◆ WORK TO BE COMPLETED ◆
Add 79 to each number in the answer coordinates and write out every line again, starting with the line with "TARGET: the stone pool rim" and going on through the end of the rows.
— BEGIN RAW RECORDS —
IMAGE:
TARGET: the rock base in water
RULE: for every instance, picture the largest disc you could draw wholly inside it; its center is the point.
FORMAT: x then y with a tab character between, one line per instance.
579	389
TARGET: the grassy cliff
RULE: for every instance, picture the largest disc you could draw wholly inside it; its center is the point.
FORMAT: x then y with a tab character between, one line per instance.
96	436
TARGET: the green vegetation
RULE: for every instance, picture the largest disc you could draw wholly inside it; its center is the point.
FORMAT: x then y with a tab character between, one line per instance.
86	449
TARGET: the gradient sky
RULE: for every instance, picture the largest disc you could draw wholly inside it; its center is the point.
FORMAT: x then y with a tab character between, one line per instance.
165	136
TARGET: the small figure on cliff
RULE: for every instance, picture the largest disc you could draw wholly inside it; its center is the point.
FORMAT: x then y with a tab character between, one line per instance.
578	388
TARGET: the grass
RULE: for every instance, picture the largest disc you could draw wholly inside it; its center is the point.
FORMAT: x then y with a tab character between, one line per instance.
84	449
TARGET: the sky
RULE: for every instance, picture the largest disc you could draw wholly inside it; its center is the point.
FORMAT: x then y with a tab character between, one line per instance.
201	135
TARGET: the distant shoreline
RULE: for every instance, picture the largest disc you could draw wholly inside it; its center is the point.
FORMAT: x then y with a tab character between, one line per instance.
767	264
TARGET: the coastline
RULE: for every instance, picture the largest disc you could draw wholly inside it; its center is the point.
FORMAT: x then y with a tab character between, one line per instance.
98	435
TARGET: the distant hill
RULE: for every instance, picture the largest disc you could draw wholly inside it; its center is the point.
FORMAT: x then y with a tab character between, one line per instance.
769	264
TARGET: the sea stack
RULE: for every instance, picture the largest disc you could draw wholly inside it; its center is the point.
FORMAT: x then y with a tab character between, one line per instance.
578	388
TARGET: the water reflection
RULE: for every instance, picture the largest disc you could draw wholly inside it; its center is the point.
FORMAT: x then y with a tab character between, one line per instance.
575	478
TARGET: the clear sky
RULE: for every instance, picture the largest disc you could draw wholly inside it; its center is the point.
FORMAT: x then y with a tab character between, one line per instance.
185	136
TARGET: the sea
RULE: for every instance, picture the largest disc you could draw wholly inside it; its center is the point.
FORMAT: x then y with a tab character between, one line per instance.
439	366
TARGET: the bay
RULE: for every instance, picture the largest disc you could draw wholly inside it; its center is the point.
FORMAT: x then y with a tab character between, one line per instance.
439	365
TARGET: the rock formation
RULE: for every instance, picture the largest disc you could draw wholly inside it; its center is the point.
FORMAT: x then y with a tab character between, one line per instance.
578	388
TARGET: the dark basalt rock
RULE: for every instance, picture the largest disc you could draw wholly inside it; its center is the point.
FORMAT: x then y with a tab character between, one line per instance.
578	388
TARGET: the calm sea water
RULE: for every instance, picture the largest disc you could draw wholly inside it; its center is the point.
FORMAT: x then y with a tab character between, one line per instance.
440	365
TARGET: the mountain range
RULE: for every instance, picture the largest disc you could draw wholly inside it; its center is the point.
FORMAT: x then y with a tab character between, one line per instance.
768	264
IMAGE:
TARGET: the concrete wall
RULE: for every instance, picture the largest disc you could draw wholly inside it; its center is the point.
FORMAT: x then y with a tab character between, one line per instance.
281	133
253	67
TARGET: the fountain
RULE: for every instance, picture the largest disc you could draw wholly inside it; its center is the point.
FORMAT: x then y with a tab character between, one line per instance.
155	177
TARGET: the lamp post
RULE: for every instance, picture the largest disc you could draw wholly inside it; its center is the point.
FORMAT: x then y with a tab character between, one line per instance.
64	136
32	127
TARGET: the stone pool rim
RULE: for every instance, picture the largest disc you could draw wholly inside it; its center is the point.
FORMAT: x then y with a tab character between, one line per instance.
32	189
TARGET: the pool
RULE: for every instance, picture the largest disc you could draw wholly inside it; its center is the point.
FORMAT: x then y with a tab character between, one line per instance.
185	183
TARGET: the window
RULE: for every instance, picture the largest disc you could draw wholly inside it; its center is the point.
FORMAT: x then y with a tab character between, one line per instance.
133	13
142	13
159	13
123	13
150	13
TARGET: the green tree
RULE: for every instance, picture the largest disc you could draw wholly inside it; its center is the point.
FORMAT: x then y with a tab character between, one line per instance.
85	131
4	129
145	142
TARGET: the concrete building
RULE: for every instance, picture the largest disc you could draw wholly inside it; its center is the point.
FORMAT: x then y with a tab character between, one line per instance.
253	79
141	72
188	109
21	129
— END RAW RECORDS —
◆ REPLY ◆
TARGET: the stone pool rim
RULE: for every instance, picture the largest disc you could draw wholly inside it; its center is the point.
FORMAT: x then y with a tab character between, one line per instance.
111	268
TARGET: the pool
RULE: for every instance, picture the largest disc you could draw wholly inside it; its center is the point.
FORMAT: x then y with a tab character between, one line per instance.
264	262
TARGET: the window
RULE: for every instance, picture the largest disc you could draw wholly inside it; its center is the point.
FORMAT: x then y with a tab character between, one line per instance.
212	92
221	92
238	92
202	92
229	92
TARGET: the green tree
RULE: for every instance, picture the largest disc you could draw wholly inside it; its center is the point.
FORMAT: x then y with a tab character between, one line per instance.
164	210
83	208
224	221
TARGET: the concrete building
RULE: for every instance, picture the largest disc you could draw wholly inside it; its center is the point.
FORMAT: x then y with a tab character between, one line per instance.
332	158
220	151
267	188
100	208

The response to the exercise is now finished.